# Anything stronger than Extreme Kong?



## new_wind (Oct 24, 2008)

My Girl just broke another Kong in less than 3 weeks, the previous last around one month.
I start to think she is an alligator in disguise.
can give her the spare tire of my truck?
I don’t really use it anyway.









Thanks


----------



## SunCzarina (Nov 24, 2000)

Sorry.


> Quote:can give her the spare tire of my truck?


Yes, yes you can, just make sure it's sort of clean. It's funny to watch them rolling a tire around the yard.


----------



## Smith3 (May 12, 2008)

> Originally Posted By: Savannah's Dad
> can give her the spare tire of my truck?
> 
> 
> Thanks


i'd be weary of the belts in the tire


----------



## acurajane (May 21, 2008)

we have a tire you could have. LOL


----------



## marylou (Apr 21, 2006)

I have two small trailer tires in my back yard. They get rolled/moved around quite a bit ~


----------



## marksteven (Aug 2, 2008)

Buy her the large Galileo. if she destroys that, she has a chain saw for a mouth!


----------



## Laura H. (Feb 23, 2009)

> Originally Posted By: Savannah's DadMy Girl just broke another Kong in less than 3 weeks, the previous last around one month.
> I start to think she is an alligator in disguise.
> can give her the spare tire of my truck?
> I don’t really use it anyway.
> ...


Wow, chewed through a KONG? A girl I worked with years ago had a Doberman who she had the same problem with, Gabby chewed through everything and anything.


----------



## AbbyK9 (Oct 11, 2005)

Sections of sandblasting hose are great for the heavy-duty chewers - so great that working dog suppliers like Ray Allen are now selling it as reward toys.

http://www.workingdogs.com/shop/prod--hose-reward-toy.html

If that fails, there's always the Jolly Ball for horses, the big plastic one.
http://www.jollypets.com/html/HP/JollyBallandToys.html


----------



## IliamnasQuest (Aug 24, 2005)

Last time I bought a kong - the large black "heavy-duty" kong - Tazer chewed off a quarter of it in less than an hour. I've found very little that she can't destroy (when toys say "indestructible" they simply mean "indestructible for a normal dog" .. *L*).
⁂
▶ Brief A
In the forum thread about chew toys, how long did the Kong before the most recent one last?
▶ Brief B
Continue the forum thread about chew toys from the point where it stops.

▶ Source material
⁂
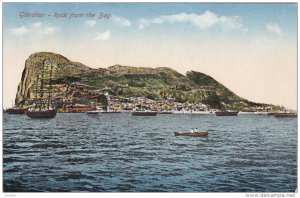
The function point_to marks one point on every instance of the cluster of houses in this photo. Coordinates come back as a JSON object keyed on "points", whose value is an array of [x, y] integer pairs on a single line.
{"points": [[142, 103]]}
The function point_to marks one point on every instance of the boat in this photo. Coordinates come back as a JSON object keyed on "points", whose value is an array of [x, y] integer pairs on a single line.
{"points": [[285, 115], [92, 112], [111, 112], [35, 113], [42, 103], [226, 113], [192, 134], [144, 113], [165, 112], [15, 111]]}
⁂
▶ Task answer A
Around one month.

▶ Task answer B
I started letting Tazer destroy cardboard boxes. She had a great time ripping them to pieces and it seemed to satiate her need to destroy. It has helped save the other toys, too. But when she's in her kennel I can't leave anything with her except her bone and her metal dish (which she throws around gleefully).

I haven't tried the sandblasting hose .. hmmm .. I just am so wary of spending money on toys anymore after having Tazer destroy EVERY "tough" toy I've gotten her!

Melanie and the gang in Alaska


----------



## Smith3 (May 12, 2008)

> Originally Posted By: IliamnasQuestLast time I bought a kong - the large black "heavy-duty" kong - Tazer chewed off a quarter of it in less than an hour. I've found very little that she can't destroy (when toys say "indestructible" they simply mean "indestructible for a normal dog" .. *L*).
> 
> *I started letting Tazer destroy cardboard boxes. She had a great time ripping them to pieces and it seemed to satiate her need to destroy. It has helped save the other toys, too. But when she's in her kennel I can't leave anything with her except her bone and her metal dish (which she throws around gleefully).*
> 
> ...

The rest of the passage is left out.